### EXTRAIT DU TEXTE
Il serait plus que temps de se poser des questions concernant nos relations et celles des pays démocratiques avec la Chine.
La question tibétaine est revenue sur le devant de l'actualité, les jeux olympiques de Pékin auront lieu dans moins de cent jours, la politique étrangère de la Chine que ce soit en Afrique (Soudan, Zimbabwee, etc) ou en Asie (Birmanie, Iran, Corée du Nord, etc) pose question. A cela s'ajoute le poids économique toujours plus grand de ce pays et le fait que la Chine a été et est toujours un centre culturel et historique d'importance. Ce pays a beaucoup influencé l'histoire de l'humanité ce qu'il va sans doute continuer à faire.
 
 
La question des jeux olympiques.

Beaucoup de gens ne souhaitent pas un véritable boycott des jeux olympiques en arguant d'une invraisemblable séparation entre sport et politique. Plusieurs points s'opposent à une telle attitude.
Tout d'abord, le Comité International Olympique s'enorgueillit de promouvoir les valeurs de l'olympisme moderne (fraternité des hommes quelque soit leur origine, respect de la condition humaine, etc) et mit même clairement en avant de la défense des droits de l'homme lors du choix de Pékin en 2002. Ce sont des valeurs politiques et non des valeurs propres au sport. De plus, et paradoxalement, le comité olympique arrive trop souvent et trop facilement à faire abstraction de la situation politique de certains pays choisis pour organiser les jeux. Les exemples sont nombreux et les plus marquants sont Berlin en 1936, Mexico en 1968, Moscou en 1980 et maintenant Pékin. Tout le monde sait bien que les pays organisateurs essaient toujours d'utiliser l'organisation des jeux comme une vitrine de leur modèle social et économique. C'est d'autant plus vrai et important pour les pays peu ou pas du tout démocratiques. Les enjeux financiers sont énormes et les multinationales qui sponsorisent les jeux olympiques feront tout ce qu'elles peuvent pour éviter un boycott des jeux par les nations mais aussi par les sportifs sur lesquels elles ont une grande emprise. Il y a donc une alliance objective entre les pays organisateurs et les sponsors.
Reste que le problème de l'organisation de cet évènement en Chine n'est qu'un problème ponctuel alors que d'autres questions ayant des répercussions plus profondes se posent à nous.

### CONSIGNE
Recopiez fidèlement le passage du texte sur la Chine et les jeux olympiques qui va de « La question tibétaine » à « continuer à faire. ».

### LIGNES

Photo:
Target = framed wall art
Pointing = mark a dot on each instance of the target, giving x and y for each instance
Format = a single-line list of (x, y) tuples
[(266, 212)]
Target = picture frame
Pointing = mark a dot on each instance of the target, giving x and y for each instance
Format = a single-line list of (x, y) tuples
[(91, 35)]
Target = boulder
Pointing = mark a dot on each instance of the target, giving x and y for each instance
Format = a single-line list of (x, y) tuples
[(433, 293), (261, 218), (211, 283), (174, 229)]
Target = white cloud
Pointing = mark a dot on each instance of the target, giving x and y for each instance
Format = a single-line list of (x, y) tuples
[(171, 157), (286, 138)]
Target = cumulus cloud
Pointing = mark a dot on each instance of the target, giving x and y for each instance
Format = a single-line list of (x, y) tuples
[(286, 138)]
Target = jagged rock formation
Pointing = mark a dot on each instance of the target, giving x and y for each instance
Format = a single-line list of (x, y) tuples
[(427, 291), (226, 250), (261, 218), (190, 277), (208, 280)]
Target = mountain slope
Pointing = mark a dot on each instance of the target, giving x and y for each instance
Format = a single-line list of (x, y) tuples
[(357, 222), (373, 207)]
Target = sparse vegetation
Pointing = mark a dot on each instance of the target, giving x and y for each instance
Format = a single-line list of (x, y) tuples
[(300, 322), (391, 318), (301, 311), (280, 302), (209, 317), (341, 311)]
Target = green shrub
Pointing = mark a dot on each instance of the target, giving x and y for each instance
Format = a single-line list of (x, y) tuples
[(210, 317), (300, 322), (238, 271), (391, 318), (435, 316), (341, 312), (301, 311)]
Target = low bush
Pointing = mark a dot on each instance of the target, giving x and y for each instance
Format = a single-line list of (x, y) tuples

### CORRIGÉ COMPLET
La question tibétaine est revenue sur le devant de l'actualité, les jeux olympiques de Pékin auront lieu dans moins de cent jours, la politique étrangère de la Chine que ce soit en Afrique (Soudan, Zimbabwee, etc) ou en Asie (Birmanie, Iran, Corée du Nord, etc) pose question. A cela s'ajoute le poids économique toujours plus grand de ce pays et le fait que la Chine a été et est toujours un centre culturel et historique d'importance. Ce pays a beaucoup influencé l'histoire de l'humanité ce qu'il va sans doute continuer à faire.